## [TASK DIRECTIONS]
Please gather every line of the items below that contains the string "pole"; case counts.

## [MATERIAL FOR THE TASK]
▬▬▬

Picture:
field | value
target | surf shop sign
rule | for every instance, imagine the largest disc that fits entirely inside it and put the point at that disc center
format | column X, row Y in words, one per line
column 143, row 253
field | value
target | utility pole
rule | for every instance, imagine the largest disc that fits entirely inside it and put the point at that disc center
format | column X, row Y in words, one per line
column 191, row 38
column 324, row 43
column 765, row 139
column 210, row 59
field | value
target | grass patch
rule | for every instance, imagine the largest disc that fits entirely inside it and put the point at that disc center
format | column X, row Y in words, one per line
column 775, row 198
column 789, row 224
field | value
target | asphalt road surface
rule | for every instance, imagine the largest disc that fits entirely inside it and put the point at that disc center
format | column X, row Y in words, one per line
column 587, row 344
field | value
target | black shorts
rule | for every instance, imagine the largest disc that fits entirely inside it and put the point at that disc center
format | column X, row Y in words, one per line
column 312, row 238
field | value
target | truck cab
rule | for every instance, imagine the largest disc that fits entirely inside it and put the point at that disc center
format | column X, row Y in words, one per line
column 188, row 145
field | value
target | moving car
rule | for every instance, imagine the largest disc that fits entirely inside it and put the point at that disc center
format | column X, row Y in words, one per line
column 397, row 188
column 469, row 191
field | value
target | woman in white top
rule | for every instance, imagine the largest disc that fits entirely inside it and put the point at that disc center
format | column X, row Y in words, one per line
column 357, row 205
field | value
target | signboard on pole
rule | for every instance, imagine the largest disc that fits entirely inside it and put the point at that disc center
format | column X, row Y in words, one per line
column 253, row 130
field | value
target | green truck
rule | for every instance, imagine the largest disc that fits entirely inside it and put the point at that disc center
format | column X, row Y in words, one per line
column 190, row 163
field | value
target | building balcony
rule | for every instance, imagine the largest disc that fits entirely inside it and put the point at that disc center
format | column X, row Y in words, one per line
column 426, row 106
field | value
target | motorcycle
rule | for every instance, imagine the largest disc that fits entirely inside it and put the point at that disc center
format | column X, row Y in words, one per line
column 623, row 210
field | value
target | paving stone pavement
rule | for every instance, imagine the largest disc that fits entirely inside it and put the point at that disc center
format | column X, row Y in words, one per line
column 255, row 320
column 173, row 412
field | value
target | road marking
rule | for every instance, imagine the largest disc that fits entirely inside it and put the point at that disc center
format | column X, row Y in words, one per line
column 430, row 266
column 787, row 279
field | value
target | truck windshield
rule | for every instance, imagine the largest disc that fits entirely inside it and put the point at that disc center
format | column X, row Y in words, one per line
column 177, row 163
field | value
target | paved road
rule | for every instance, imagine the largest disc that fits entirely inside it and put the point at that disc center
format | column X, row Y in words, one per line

▬▬▬

## [WRITTEN ANSWER]
target | utility pole
target | signboard on pole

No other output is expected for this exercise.